(Collected data)
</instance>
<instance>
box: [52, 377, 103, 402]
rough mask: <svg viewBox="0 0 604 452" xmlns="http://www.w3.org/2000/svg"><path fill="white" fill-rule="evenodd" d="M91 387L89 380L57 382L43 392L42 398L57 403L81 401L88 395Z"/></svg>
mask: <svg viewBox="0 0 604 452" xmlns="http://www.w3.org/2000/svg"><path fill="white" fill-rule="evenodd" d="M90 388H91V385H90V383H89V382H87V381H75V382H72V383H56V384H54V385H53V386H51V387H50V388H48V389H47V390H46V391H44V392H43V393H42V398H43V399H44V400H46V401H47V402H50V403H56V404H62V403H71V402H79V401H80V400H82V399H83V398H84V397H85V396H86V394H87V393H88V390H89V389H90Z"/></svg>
==
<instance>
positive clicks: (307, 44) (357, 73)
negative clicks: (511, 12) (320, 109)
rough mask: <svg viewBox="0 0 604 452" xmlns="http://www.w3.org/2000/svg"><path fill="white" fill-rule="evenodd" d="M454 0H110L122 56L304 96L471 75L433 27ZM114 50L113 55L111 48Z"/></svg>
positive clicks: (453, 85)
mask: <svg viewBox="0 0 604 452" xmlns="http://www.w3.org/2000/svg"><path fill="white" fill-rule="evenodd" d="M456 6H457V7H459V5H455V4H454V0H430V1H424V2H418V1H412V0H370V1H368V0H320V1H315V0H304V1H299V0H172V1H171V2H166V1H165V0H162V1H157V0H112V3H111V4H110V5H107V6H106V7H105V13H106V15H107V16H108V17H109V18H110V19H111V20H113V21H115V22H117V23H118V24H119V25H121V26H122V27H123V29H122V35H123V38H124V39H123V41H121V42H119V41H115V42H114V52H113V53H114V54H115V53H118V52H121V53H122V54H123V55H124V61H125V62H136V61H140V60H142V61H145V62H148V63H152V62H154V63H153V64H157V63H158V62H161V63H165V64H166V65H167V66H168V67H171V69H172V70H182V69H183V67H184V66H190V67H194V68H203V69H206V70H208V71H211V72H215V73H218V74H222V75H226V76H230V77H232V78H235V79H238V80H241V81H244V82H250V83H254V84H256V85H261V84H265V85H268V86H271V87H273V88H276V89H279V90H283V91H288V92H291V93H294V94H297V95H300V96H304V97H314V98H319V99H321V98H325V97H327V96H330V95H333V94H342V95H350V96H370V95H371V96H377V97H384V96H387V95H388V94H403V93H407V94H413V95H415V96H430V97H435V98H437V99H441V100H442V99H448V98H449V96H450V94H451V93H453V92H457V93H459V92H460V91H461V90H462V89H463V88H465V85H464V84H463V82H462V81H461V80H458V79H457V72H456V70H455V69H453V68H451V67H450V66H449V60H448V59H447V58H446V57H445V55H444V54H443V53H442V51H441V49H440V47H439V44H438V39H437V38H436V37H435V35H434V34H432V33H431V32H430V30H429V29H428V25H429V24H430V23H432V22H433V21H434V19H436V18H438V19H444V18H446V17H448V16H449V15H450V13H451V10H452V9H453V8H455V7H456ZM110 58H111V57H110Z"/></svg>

=== EXERCISE OBJECTIVE ===
From the records above, copy only the lines starting with the line that holds "negative clicks: (511, 12) (320, 109)" and going on through the line that holds "0H110L122 56L304 96L471", exactly as written.

=== SOLVED PROBLEM ===
negative clicks: (511, 12) (320, 109)
rough mask: <svg viewBox="0 0 604 452" xmlns="http://www.w3.org/2000/svg"><path fill="white" fill-rule="evenodd" d="M454 0H110L122 56L304 96L471 75L433 27ZM114 50L113 55L111 48Z"/></svg>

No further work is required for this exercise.